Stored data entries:
"""

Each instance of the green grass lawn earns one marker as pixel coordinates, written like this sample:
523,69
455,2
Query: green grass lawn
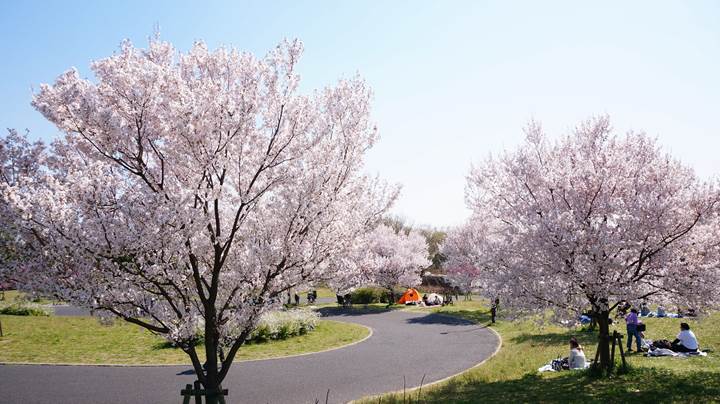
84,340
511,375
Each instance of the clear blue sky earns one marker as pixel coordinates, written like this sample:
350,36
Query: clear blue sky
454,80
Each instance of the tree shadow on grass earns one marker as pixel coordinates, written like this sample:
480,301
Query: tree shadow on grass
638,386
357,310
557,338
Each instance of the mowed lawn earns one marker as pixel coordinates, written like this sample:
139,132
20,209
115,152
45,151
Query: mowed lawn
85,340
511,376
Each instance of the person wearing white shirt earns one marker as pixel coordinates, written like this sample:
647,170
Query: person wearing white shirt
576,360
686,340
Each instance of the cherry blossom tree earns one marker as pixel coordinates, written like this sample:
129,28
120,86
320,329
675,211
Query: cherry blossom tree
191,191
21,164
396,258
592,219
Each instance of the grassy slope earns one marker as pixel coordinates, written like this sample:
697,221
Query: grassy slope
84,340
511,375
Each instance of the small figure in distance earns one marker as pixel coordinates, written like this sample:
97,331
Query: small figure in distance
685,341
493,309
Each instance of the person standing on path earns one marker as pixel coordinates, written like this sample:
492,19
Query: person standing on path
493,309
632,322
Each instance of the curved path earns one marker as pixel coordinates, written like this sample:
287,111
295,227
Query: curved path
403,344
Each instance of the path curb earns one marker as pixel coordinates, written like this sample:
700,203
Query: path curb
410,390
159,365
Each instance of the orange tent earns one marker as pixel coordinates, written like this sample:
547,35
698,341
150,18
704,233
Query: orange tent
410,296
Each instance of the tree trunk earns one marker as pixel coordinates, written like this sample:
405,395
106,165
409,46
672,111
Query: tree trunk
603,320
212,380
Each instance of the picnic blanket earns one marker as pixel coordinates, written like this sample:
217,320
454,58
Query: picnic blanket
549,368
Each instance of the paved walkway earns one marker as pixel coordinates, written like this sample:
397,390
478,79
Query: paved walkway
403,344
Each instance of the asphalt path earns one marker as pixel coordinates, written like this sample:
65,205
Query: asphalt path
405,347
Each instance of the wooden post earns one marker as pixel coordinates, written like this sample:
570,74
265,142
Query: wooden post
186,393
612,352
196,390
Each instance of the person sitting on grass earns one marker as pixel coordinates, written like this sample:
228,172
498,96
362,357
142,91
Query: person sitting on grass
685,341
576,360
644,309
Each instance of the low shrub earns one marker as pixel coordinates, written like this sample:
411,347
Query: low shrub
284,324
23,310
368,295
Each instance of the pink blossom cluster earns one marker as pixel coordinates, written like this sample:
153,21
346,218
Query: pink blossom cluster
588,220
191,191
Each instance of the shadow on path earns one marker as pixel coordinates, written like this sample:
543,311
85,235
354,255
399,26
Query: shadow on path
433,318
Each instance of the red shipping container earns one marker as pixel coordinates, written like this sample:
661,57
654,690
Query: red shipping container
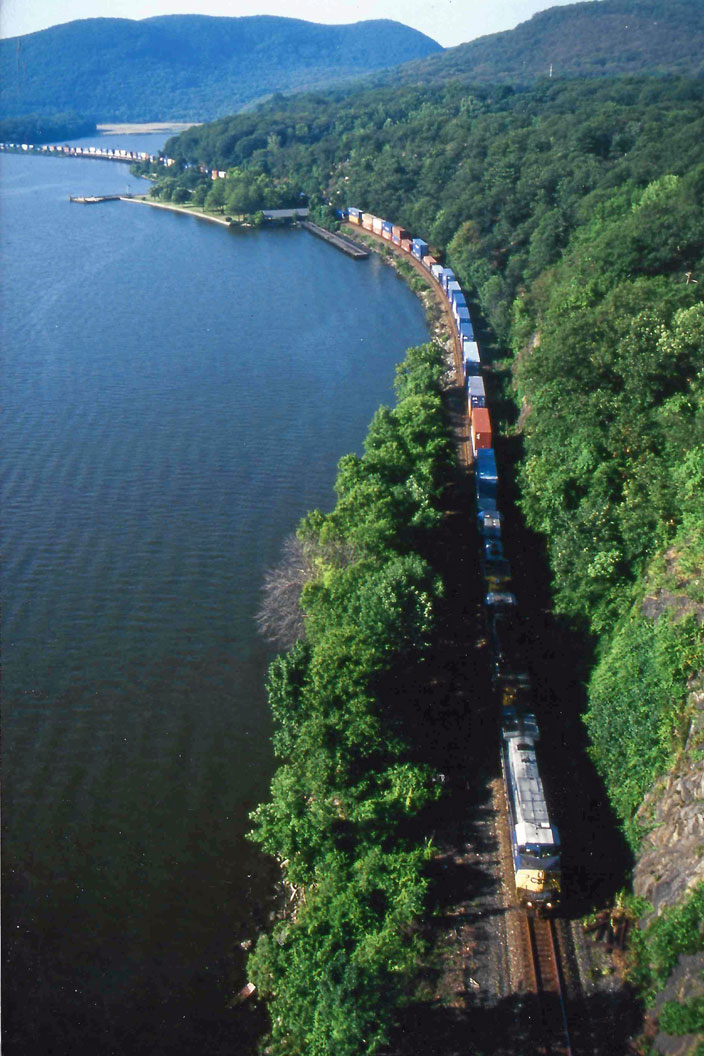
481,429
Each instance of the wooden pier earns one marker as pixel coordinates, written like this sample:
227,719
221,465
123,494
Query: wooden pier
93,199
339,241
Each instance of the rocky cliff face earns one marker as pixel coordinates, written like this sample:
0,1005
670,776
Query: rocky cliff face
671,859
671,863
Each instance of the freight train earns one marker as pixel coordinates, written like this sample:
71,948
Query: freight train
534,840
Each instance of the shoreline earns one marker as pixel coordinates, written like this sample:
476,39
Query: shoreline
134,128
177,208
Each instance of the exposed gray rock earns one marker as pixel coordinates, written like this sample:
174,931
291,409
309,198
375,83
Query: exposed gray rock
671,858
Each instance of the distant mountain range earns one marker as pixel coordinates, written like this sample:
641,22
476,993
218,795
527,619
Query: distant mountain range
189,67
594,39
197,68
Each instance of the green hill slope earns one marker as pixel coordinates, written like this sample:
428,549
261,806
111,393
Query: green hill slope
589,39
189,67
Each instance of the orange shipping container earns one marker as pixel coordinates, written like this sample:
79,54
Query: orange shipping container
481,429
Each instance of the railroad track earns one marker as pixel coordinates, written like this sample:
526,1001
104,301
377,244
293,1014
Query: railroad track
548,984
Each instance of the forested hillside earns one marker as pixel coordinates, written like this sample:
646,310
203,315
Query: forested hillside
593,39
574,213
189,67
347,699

"""
"""

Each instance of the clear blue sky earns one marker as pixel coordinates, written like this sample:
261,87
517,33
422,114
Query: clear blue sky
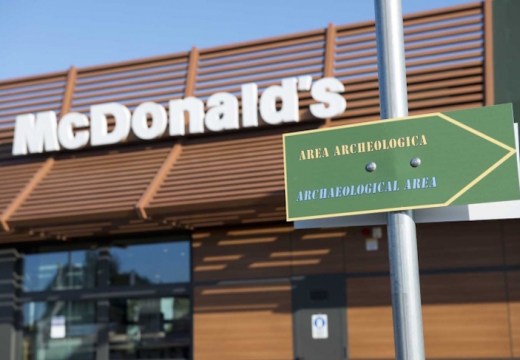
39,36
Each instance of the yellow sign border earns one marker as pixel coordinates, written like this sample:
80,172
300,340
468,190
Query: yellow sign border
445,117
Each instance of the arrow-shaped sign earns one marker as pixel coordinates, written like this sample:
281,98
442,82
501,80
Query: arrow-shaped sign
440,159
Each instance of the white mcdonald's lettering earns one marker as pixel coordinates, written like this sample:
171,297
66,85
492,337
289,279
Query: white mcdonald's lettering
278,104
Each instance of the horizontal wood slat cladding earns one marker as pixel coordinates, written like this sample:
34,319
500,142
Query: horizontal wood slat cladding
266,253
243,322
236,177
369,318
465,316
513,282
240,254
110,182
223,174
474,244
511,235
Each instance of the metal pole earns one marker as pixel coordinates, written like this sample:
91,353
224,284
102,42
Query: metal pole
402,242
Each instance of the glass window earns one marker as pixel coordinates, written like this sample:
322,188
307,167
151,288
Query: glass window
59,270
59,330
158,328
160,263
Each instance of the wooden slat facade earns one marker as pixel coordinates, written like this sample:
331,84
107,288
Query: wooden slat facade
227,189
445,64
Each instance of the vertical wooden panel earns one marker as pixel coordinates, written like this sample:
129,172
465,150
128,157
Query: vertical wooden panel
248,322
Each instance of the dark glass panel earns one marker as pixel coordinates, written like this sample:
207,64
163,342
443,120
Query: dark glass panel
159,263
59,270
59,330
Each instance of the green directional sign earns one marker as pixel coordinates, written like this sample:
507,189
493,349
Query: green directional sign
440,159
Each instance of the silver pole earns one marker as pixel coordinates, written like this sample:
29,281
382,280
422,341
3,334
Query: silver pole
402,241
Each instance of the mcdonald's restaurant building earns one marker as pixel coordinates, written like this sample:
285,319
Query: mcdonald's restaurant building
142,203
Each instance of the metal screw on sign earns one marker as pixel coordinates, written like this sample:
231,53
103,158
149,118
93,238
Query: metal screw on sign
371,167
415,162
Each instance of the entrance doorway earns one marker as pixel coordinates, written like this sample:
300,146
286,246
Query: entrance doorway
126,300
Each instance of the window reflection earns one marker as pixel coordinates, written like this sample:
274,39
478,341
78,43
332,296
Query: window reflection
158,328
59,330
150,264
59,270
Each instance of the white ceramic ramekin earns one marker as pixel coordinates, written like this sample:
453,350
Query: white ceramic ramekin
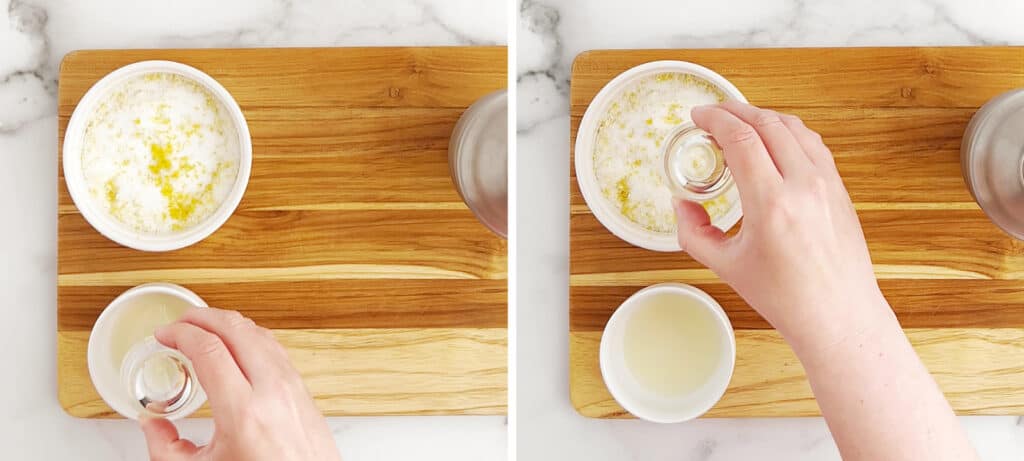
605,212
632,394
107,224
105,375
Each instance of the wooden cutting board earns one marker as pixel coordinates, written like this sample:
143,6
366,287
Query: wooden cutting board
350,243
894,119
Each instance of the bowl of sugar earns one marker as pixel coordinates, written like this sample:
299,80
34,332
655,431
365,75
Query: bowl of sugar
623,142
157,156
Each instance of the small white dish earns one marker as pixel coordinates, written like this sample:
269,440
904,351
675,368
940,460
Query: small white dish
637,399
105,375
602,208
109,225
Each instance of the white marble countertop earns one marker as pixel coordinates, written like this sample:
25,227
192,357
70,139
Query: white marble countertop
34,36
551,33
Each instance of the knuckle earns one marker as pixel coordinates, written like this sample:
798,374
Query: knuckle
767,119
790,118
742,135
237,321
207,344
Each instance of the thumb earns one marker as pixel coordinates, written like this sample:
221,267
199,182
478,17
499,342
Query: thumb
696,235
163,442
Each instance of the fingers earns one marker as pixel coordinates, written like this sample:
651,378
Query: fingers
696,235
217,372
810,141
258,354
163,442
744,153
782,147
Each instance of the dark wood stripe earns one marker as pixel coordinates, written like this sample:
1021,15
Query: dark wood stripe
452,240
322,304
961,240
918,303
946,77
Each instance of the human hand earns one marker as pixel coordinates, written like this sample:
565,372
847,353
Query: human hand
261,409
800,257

"""
"""

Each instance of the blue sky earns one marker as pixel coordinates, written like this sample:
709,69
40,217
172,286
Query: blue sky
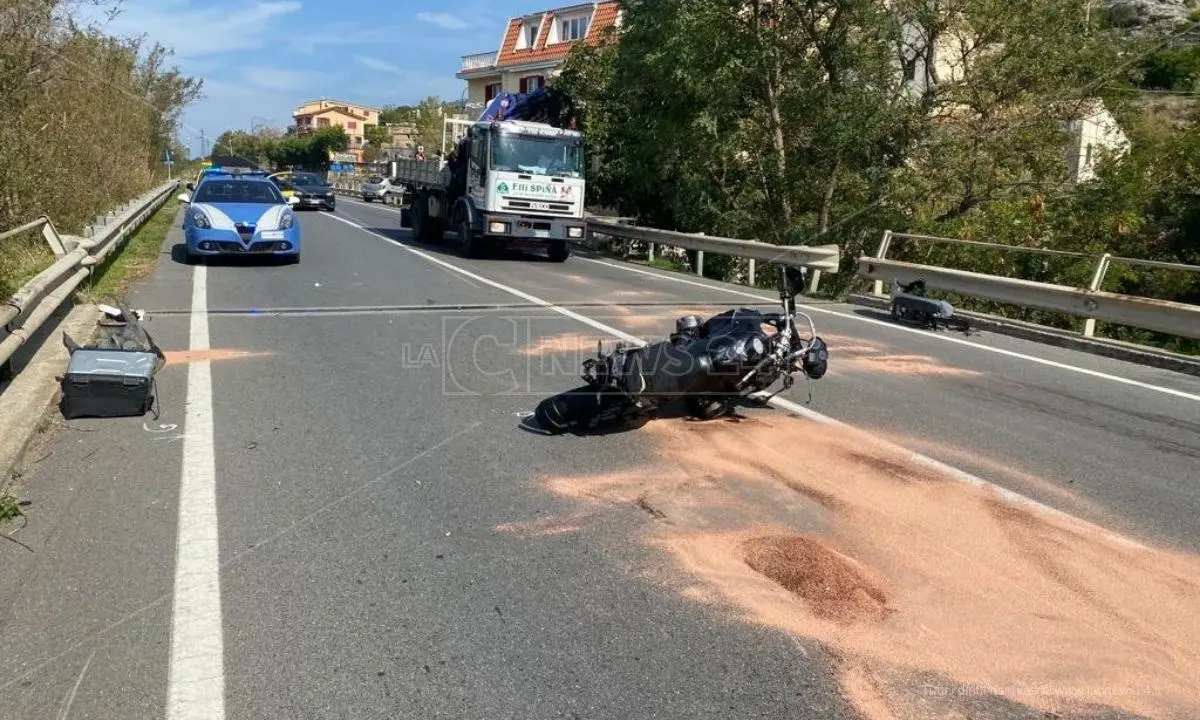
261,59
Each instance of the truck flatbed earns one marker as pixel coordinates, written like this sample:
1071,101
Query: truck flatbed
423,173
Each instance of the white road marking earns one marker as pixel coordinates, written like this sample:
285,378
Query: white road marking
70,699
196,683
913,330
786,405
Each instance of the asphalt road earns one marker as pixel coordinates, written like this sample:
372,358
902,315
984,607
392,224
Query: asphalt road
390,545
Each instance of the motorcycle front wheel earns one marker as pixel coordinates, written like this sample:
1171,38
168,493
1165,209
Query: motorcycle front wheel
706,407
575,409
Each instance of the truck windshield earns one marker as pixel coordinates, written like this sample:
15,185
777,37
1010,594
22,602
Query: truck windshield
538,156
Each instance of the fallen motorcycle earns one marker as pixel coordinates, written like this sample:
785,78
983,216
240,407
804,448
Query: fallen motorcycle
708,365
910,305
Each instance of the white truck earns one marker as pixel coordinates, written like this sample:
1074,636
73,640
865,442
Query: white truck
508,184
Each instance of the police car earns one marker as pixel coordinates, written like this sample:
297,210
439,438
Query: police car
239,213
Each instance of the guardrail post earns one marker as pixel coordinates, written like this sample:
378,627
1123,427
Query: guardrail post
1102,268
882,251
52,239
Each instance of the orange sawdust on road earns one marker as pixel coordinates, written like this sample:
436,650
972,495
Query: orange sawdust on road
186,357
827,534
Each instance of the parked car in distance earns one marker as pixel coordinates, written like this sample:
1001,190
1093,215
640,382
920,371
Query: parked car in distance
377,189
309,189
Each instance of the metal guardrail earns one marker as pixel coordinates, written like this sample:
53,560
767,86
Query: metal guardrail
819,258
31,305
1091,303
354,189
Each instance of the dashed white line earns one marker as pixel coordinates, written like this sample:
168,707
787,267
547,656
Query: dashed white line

"""

Read the entries above, then pull out the lines that include "dashed".

▶ [EXERCISE SOLUTION]
Each instance of the dashed white line earns one marker as pixel coordinates, written like this sample:
Query: dashed white line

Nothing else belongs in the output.